* _What to do_
Continue the text about published research and battery engineering, starting after its last sentence.

(Beginning of Text section)

As well, existing firms and entrepreneurs can and do use published results all
the time. The rewards are high if the results are valuable. The problem, as
hard as it may be to believe, is that most published results have no direct
practical use. This comic rings very true

<http://xkcd.com/664/>

The NIH is finding this out with their recent push to turn NIH-funded results
into drugs. Collins is already backpedaling from earlier this year (you'd
think he would have learned this lesson after being beaten to the genome by an
organization of 1/10th the means).

At Apple, I worked closely with battery engineers. Lots and lots of battery
research is going on -- we hear about nano-virus-assembled anodes all the
time. But approximately none of it is useful to battery engineers. Batteries
must have energy density, power density, good recharge time, and high cycle
life. Press releases about gee-whiz battery chemistries typically quote one or
two of these figures, but never all four. That's because all of them have a
huge problem with one or more of these things, and no horizon for fixing them.

(End of Text section)
(Beginning of Provided information)

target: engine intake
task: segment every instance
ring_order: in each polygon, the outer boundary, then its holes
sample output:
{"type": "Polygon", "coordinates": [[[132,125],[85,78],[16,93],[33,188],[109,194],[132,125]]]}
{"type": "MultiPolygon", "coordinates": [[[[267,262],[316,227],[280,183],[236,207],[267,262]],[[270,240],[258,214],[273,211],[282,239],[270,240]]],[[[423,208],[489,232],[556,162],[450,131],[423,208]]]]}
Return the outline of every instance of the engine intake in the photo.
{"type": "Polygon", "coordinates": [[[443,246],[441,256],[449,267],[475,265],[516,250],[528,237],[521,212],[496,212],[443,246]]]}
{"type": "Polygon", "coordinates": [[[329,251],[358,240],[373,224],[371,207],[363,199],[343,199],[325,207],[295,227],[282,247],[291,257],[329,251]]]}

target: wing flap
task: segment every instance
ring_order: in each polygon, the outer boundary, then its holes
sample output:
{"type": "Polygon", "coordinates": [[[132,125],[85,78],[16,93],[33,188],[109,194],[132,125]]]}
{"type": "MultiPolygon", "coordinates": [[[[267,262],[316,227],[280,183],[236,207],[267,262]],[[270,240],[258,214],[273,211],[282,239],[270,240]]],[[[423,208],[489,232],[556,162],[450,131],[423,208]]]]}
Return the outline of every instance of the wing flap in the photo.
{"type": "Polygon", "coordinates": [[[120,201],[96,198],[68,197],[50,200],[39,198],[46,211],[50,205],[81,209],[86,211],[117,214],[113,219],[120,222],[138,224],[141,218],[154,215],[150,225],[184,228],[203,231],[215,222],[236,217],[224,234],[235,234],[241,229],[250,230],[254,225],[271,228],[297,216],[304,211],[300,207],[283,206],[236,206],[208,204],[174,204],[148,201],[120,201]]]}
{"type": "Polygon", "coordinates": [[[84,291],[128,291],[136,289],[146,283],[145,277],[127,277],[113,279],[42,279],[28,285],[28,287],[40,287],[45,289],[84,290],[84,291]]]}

(End of Provided information)

* _Exercise output_
And the instant a breakthrough is made -- like graphite anodes at Bell labs in
the early '80s -- everyone will be working on it. There are approximately no
'forgotten breakthroughs' in human society. The incentives provided by
contributing to wikipedia are enough to disclose almost everything known.

The whole point of funding basic research is to discover such things, which
are too important to be proprietary. Markets are very good at the details that
are appropriate to keep under one roof.

------
abhinav
So, its a form of Ycombinator for academia.